*PASSAGE TO READ:*
☆ ☆ ☆ ☆ ☆ ☆ ☆
Minister for Public Works
- In office 1 April 1959 – 13 May 1965
- Premier: Joseph Cahill Bob Heffron Jack Renshaw
- Preceded by: John McGrath
- Succeeded by: Davis Hughes

Member of the New South Wales Parliament for Marrickville
- In office 14 February 1953 – 19 October 1973
- Preceded by: Carlo Lazzarini
- Succeeded by: Thomas Cahill

Personal details
- Born: Phillip Norman Ryan 24 May 1910 Moruya, New South Wales, Australia
- Died: 25 March 1997 (aged 86) Killarney Vale, New South Wales, Australia
- Party: Australian Labor Party (New South Wales Branch)
- Spouse: Dorothy O'Brien
- Occupation: Electrical Fitter

= Norm Ryan =

Australian politician

Phillip Norman Ryan (24 May 1910 - 25 March 1997) was an Australian politician, affiliated with the Labor Party. He was elected as a member of the New South Wales Legislative Assembly and served as Minister for Public Works from 1959 to 1965.

==Early life==
He was born at Moruya, on the south coast of New South Wales to Michael and Elizabeth Ryan. After attending St. Joseph's College, Hunters Hill and the Sydney Technical College, he was an apprentice electrical fitter for the Sydney County Council. He later worked as an electrical inspector for the Public Works Department. On 12 April 1941, he married Dorothy O'Brien, with whom he had one son and one daughter.

==Political career==
Having joined the Labor Party in 1933, Ryan became an alderman to Marrickville Council in 1948 at the age of 38. He was elected Mayor of Marrickville in 1953, but resigned later that year when elected to the Legislative Assembly as member for Marrickville. As well as representing this electorate in Sydney's inner west, he was known as an advocate for providing services to the rural areas of the state.
☆ ☆ ☆ ☆ ☆ ☆ ☆
*STORED DATA:*
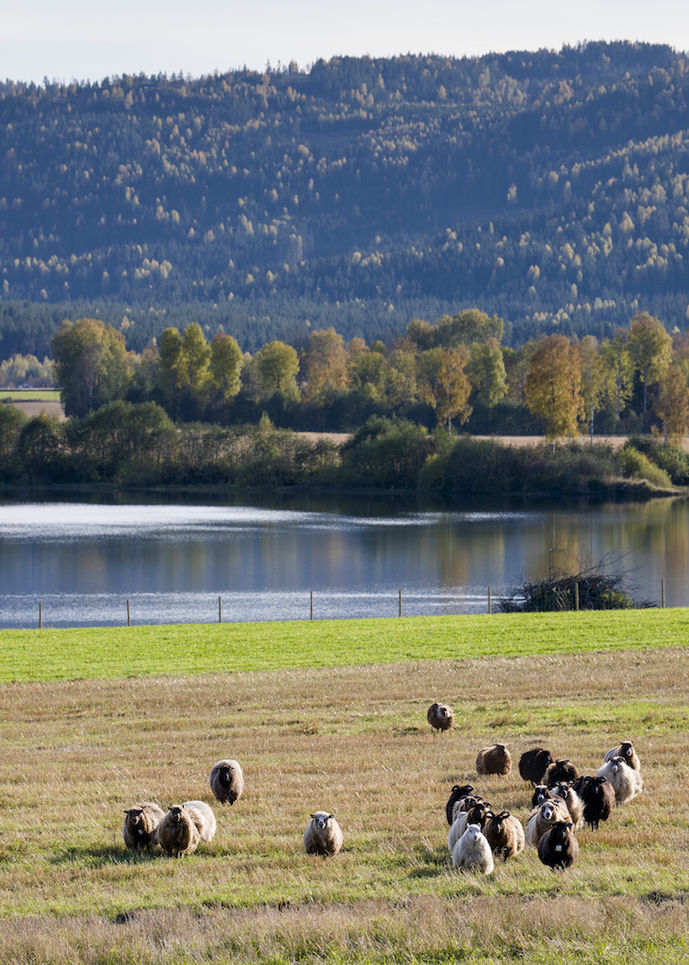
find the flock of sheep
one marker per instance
(184, 826)
(562, 802)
☆ ☆ ☆ ☆ ☆ ☆ ☆
*WHAT YOU WILL DO:*
[1] According to the Norm Ryan biography, which electorate did Ryan represent in the New South Wales Legislative Assembly?
[2] Write the next part of the Norm Ryan biography, picking up right after its final sentence.

*SET OF ANSWERS:*
[1] Marrickville

[2]
Ryan's most significant achievements were as Minister for Public Works in the Heffron and Renshaw governments from 1959. In this role, he was involved in the first part of the construction of the Sydney Opera House. Amidst much criticism concerning the rising costs, he stood firm in support of the project, saying in 1964 "This building will bring great credit upon this country."

==Later life and career==
The Labor Party lost office in the 1965 election, and so Ryan's term as Minister came to an end. He continued to serve as the member for Marrickville, being elected a total of seven times. He also served as a trustee of the Art Gallery of New South Wales, a position he had taken up in 1959, until 1972. His retirement came, after 20 years in parliament, at the 1973 election, when he offered to stand aside for the younger Tom Cahill, whose neighbouring seat had been abolished. He died 24 years later at Killarney Vale, on the central coast.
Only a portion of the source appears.